-------- SUPPLIED RECORDS

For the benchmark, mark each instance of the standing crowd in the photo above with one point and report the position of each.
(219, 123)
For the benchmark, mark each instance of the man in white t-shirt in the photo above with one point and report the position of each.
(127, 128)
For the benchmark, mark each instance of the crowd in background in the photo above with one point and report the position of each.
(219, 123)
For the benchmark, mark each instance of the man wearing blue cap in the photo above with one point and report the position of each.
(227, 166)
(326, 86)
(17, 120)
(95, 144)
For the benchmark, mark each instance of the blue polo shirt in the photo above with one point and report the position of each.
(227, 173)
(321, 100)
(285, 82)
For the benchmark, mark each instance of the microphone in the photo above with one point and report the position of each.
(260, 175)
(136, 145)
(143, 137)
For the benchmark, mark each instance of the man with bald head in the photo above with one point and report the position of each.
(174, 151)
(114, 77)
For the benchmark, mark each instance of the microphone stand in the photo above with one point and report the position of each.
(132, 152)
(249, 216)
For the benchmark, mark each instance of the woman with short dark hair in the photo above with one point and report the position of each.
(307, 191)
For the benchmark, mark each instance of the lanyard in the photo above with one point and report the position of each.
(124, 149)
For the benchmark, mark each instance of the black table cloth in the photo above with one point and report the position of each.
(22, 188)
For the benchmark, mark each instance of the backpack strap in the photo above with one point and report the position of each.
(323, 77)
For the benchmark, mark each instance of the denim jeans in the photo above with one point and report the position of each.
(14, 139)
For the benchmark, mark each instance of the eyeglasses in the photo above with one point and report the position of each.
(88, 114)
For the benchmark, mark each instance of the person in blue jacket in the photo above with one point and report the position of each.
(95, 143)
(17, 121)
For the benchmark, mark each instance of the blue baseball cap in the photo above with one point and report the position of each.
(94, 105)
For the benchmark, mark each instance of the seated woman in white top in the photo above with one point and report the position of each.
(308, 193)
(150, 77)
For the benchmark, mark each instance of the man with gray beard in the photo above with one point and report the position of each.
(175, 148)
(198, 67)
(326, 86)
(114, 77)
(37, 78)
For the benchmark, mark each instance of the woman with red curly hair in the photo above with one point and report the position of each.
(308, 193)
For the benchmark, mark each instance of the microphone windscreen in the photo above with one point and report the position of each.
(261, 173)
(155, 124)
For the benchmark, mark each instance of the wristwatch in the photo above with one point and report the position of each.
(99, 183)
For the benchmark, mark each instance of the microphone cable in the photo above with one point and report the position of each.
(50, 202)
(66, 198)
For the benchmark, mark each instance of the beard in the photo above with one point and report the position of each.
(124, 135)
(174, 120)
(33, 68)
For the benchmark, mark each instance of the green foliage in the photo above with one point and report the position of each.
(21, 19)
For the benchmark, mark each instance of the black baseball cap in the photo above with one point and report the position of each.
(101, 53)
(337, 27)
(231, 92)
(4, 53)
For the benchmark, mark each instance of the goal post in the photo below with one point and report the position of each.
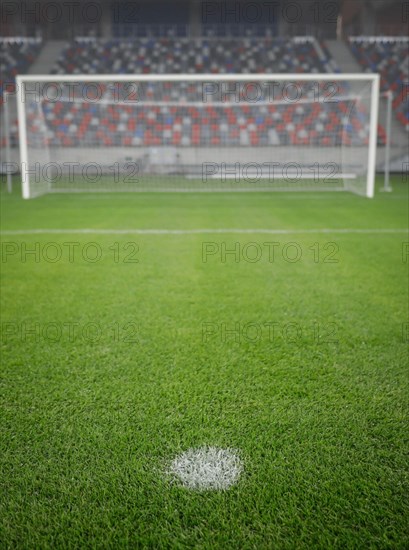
(198, 132)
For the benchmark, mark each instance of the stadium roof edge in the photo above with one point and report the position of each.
(194, 77)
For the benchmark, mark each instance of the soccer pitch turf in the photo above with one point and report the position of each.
(122, 349)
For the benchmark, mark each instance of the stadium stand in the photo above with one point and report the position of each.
(389, 57)
(187, 55)
(16, 56)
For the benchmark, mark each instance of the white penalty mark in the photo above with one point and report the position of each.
(207, 468)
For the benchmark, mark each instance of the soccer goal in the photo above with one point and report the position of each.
(200, 133)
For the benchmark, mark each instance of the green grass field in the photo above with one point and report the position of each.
(111, 367)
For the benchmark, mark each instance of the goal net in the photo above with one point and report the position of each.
(83, 133)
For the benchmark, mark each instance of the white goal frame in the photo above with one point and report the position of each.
(373, 78)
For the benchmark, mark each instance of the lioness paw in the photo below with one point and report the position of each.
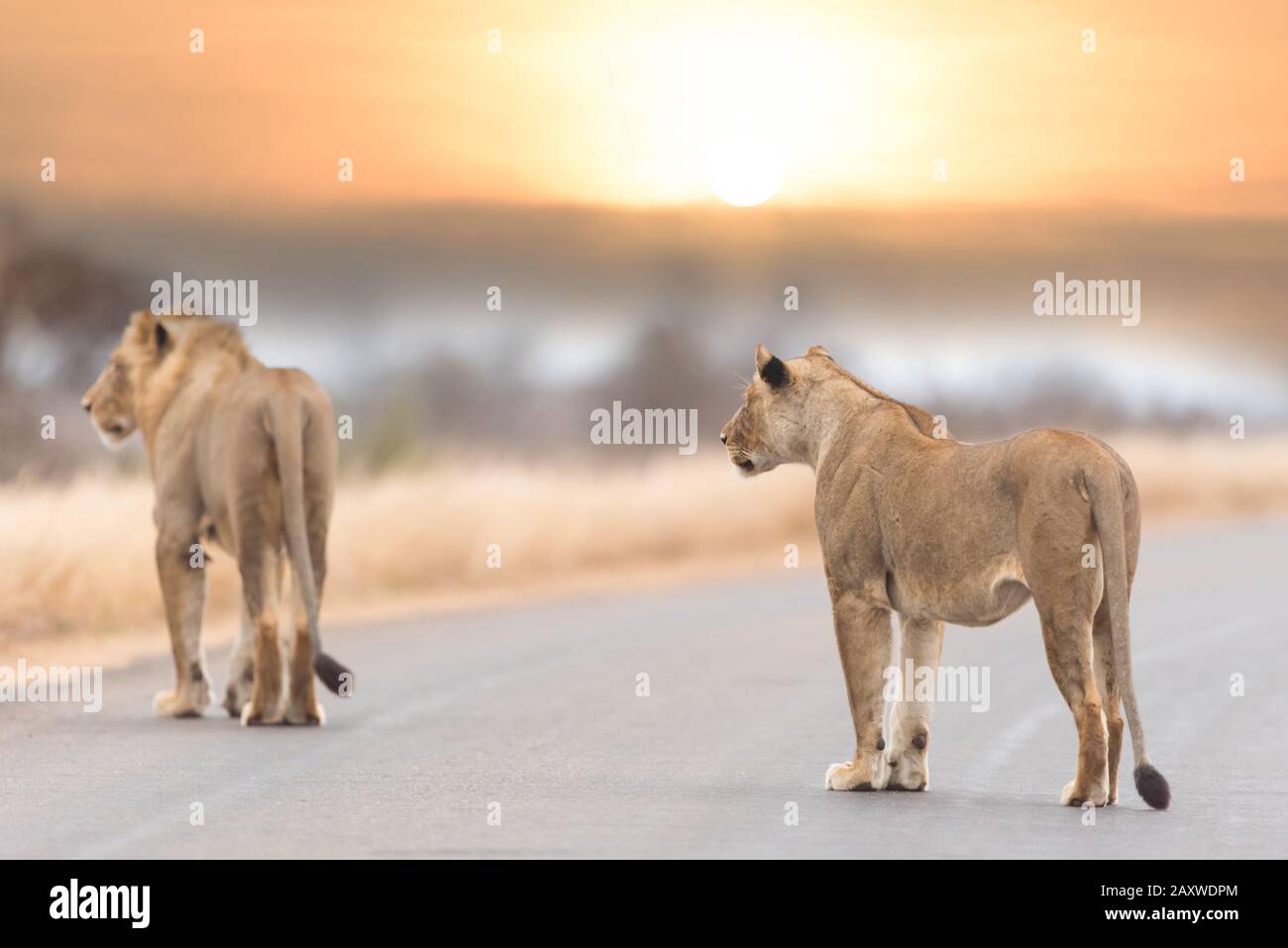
(849, 776)
(180, 703)
(1070, 796)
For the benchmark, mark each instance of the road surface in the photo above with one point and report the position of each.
(531, 716)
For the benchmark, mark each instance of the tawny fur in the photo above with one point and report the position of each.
(245, 456)
(939, 531)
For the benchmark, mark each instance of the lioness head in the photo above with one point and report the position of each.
(111, 399)
(771, 427)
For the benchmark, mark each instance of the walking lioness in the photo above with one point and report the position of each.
(940, 531)
(243, 455)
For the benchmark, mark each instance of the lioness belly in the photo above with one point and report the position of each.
(977, 597)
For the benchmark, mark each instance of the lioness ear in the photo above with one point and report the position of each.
(142, 324)
(772, 369)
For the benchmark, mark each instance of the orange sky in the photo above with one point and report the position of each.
(597, 102)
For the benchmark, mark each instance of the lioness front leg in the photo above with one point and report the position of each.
(864, 640)
(909, 759)
(183, 588)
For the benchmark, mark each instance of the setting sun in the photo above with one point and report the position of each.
(745, 170)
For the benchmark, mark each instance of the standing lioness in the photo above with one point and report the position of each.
(243, 455)
(940, 531)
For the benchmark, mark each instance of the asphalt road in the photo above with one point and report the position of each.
(532, 715)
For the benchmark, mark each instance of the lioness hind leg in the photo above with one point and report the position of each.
(301, 703)
(241, 666)
(261, 581)
(1108, 685)
(1068, 644)
(183, 588)
(909, 756)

----------------

→ **WORK INSTRUCTIONS**: Reproduce the data verbatim. Do not carry any picture into the copy.

→ **SOLUTION TO THIS TASK**:
For the benchmark, mark each instance of the standing crowd in the photo above with one point and report the position of each.
(219, 123)
For the benchmark, mark each instance of the man in white t-shirt in the photo above with one point and report the position of each.
(127, 128)
For the benchmark, mark each instance of the crowd in background in the photo above with one point and report the position of each.
(219, 123)
For the benchmark, mark each instance of the man wearing blue cap in the photo above with one point and report the position of each.
(227, 166)
(326, 86)
(17, 120)
(95, 144)
For the benchmark, mark each instance of the blue polo shirt in the photo above with one point and report the position of each.
(227, 173)
(321, 100)
(285, 82)
For the benchmark, mark each instance of the microphone in the photo above with one point and report the position of each.
(260, 175)
(136, 145)
(143, 137)
For the benchmark, mark each instance of the man with bald head in the photo above with one point and report the position of each.
(174, 151)
(114, 77)
For the benchmark, mark each instance of the microphone stand in the photo above with one point and report the position of each.
(132, 152)
(249, 216)
For the benchmark, mark each instance of the woman with short dark hair in the photo above with one point and report the position of each.
(307, 191)
For the benchmark, mark each instance of the lanyard in the photo above with one point and report the position of each.
(124, 149)
For the benchmark, mark each instance of the black table cloth in the photo above with one point and report the position of each.
(22, 188)
For the benchmark, mark each instance of the backpack strap in the photo above with one point and report the position of each.
(323, 77)
For the benchmark, mark each instance of the denim jeans in the photo above with one point and report the position of each.
(14, 139)
For the benchmark, mark each instance of the eyeglasses in the photo above with one point and report the position of each.
(88, 114)
For the benchmark, mark each instance of the person in blue jacket in the photo above with one point and report the position of each.
(95, 143)
(17, 121)
For the benchmark, mark each instance of the blue baseball cap in the photo above with one point and report the position of each.
(94, 105)
For the benchmark, mark each instance of the seated woman in white top in the photo above with one point and report the position of each.
(308, 193)
(150, 77)
For the benchmark, mark each instance of the man with gray beard in the photo above with one point and report the position of each.
(175, 148)
(198, 67)
(326, 86)
(114, 77)
(37, 78)
For the benchmark, mark each instance of the woman with red curly hair in the photo above with one point and report the position of each.
(308, 193)
For the benchmark, mark each instance of the microphone windscreen in the photo above with one point and report the position of each.
(261, 173)
(155, 124)
For the benchmark, mark each instance of the wristwatch in the photo above with one point and report the position of each.
(99, 183)
For the benchmark, mark each instance of the microphone cable in the photo above with one point and report the position of each.
(50, 202)
(66, 198)
For the benchmark, mark each instance of the beard in the photo above with one point and report the position of each.
(124, 135)
(174, 120)
(33, 68)
For the benchmark, mark each instance of the green foliage in the photo above with one point and report the position of each.
(21, 19)
For the benchmark, mark each instance of the black baseball cap in the photo above with one point and report the position of each.
(101, 53)
(337, 27)
(231, 92)
(4, 53)
For the benchmark, mark each instance of the goal post in the photo below with one point and report the position of each.
(198, 132)
For the benchmark, mark each instance of the stadium roof edge in the photo above with one point and report the position of each.
(194, 77)
For the benchmark, mark each instance of the soccer pitch turf in the photo above with one point and report the position of each.
(122, 349)
For the benchmark, mark each instance of the stadium stand in the photo above with one point and report the position of each.
(389, 57)
(187, 55)
(16, 56)
For the benchmark, mark each instance of the white penalty mark in the photo above with one point and report the position of each.
(207, 468)
For the benchmark, mark each instance of the soccer goal in the photo above with one point and report the position of each.
(200, 133)
For the benchmark, mark each instance of the green grass field in the photo above with one point and report the position of each.
(111, 367)
For the benchmark, mark each instance of the goal net in the photo above with one point and report the position of each.
(83, 133)
For the benchmark, mark each instance of the white goal frame in the photo above with one point and report the position of each.
(373, 78)
For the benchmark, mark each instance of the lioness paw in the photo below with one point and report the position of each.
(849, 776)
(180, 703)
(1070, 796)
For the benchmark, mark each instance of the road surface in the photo above with one point and report the position of each.
(531, 716)
For the benchmark, mark each instance of the tawny fur in the photo above with one point and report the position of each.
(245, 456)
(939, 531)
For the benchmark, mark each instance of the lioness head in the photo above with one point and report the position of each.
(111, 399)
(771, 427)
For the benchmark, mark each instance of the walking lioness in the photo above with one point and report the position of each.
(940, 531)
(243, 455)
For the benchmark, mark each instance of the lioness belly in the photo above with one point and report the position of each.
(977, 597)
For the benchmark, mark each instance of the lioness ear in the photo above with one point and report the position of each.
(142, 324)
(772, 369)
For the benchmark, mark each instance of the orange sky in the photo above with one point and report the position of each.
(597, 102)
For the benchmark, mark each instance of the lioness front leg in the photo above with one point and report the position of each.
(864, 640)
(909, 759)
(183, 588)
For the benchmark, mark each instance of the setting sun in the photo above with one point and report the position of each.
(745, 170)
For the benchmark, mark each instance of the standing lioness in the photo above with one point and report the position of each.
(243, 455)
(940, 531)
For the benchmark, mark each instance of the asphalt road in the photo above with one point and report the position of each.
(532, 715)
For the benchmark, mark each instance of the lioness hind leg in the photo above with one point and report the position of each.
(301, 703)
(241, 666)
(261, 581)
(1108, 685)
(1068, 644)
(183, 588)
(909, 756)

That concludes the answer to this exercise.